TEXT SECTION –
_ _ _ _ _ _ _

[Intel-gfx] [PATCH v1] drm/i915/gen11: Preempt-to-idle support in execlists.

Fri Mar 30 15:42:02 UTC 2018


On 2018-03-29 00:28, Chris Wilson wrote:
> Quoting Lis, Tomasz (2018-03-28 17:06:58)
>>
>> On 2018-03-28 01:27, Chris Wilson wrote:
>>> Quoting Tomasz Lis (2018-03-27 16:17:59)
>>>> The patch adds support of preempt-to-idle requesting by setting a proper
>>>> bit within Execlist Control Register, and receiving preemption result from
>>>> Context Status Buffer.
>>>>
>>>> Preemption in previous gens required a special batch buffer to be executed,
>>>> so the Command Streamer never preempted to idle directly. In Icelake it is
>>>> possible, as there is a hardware mechanism to inform the kernel about
>>>> status of the preemption request.
>>>>
>>>> This patch does not cover using the new preemption mechanism when GuC is
>>>> active.
>>>>
>>>> Bspec: 18922
>>>> Signed-off-by: Tomasz Lis <tomasz.lis at intel.com>
>>>> ---
>>>>    drivers/gpu/drm/i915/i915_drv.h          |  2 ++
>>>>    drivers/gpu/drm/i915/i915_pci.c          |  3 ++-
>>>>    drivers/gpu/drm/i915/intel_device_info.h |  1 +
>>>>    drivers/gpu/drm/i915/intel_lrc.c         | 45 +++++++++++++++++++++++++++-----
>>>>    drivers/gpu/drm/i915/intel_lrc.h         |  1 +
>>>>    5 files changed, 45 insertions(+), 7 deletions(-)

_ _ _ _ _ _ _

EXTRACTED INFORMATION –
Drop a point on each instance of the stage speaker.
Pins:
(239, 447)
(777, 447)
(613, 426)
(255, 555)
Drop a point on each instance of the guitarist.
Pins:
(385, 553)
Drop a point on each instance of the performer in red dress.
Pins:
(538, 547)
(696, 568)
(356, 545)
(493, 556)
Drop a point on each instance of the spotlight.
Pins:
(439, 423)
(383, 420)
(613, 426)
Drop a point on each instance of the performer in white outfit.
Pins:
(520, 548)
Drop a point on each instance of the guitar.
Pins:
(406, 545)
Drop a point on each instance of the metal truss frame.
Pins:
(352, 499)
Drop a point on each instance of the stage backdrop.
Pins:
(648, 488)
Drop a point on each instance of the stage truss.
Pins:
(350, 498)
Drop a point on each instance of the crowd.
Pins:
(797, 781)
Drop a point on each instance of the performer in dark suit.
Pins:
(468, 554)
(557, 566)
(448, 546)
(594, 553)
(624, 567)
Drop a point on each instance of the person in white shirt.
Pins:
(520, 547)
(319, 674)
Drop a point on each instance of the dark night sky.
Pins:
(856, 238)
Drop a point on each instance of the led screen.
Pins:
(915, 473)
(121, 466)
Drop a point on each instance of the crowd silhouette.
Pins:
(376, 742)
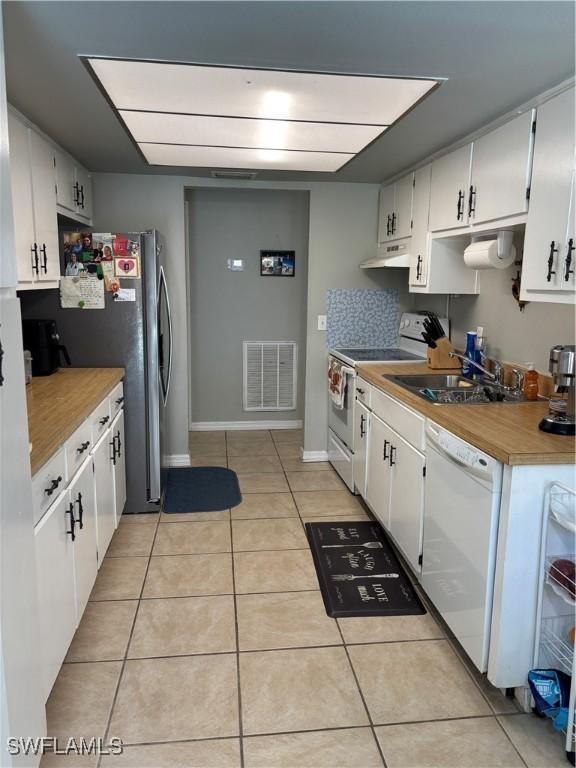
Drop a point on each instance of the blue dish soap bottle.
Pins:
(470, 354)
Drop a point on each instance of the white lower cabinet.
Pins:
(85, 560)
(73, 531)
(378, 470)
(56, 591)
(104, 493)
(391, 463)
(407, 498)
(361, 426)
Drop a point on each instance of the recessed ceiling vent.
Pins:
(247, 175)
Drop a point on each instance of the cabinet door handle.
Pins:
(551, 261)
(53, 485)
(44, 264)
(471, 201)
(70, 511)
(460, 206)
(568, 261)
(80, 511)
(34, 251)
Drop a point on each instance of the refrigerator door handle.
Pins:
(164, 288)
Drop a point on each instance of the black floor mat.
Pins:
(359, 573)
(201, 489)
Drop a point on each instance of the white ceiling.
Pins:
(494, 55)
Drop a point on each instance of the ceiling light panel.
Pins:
(228, 157)
(259, 93)
(166, 128)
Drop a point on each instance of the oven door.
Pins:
(341, 420)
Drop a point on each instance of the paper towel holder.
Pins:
(504, 240)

_ _ _ _ _ _ _

EXERCISE DESCRIPTION – From the preempt-to-idle patch thread, output everything from "Fri Mar 30 15:42:02" down to "Context Status Buffer." word for word.

WRITTEN ANSWER –
Fri Mar 30 15:42:02 UTC 2018


On 2018-03-29 00:28, Chris Wilson wrote:
> Quoting Lis, Tomasz (2018-03-28 17:06:58)
>>
>> On 2018-03-28 01:27, Chris Wilson wrote:
>>> Quoting Tomasz Lis (2018-03-27 16:17:59)
>>>> The patch adds support of preempt-to-idle requesting by setting a proper
>>>> bit within Execlist Control Register, and receiving preemption result from
>>>> Context Status Buffer.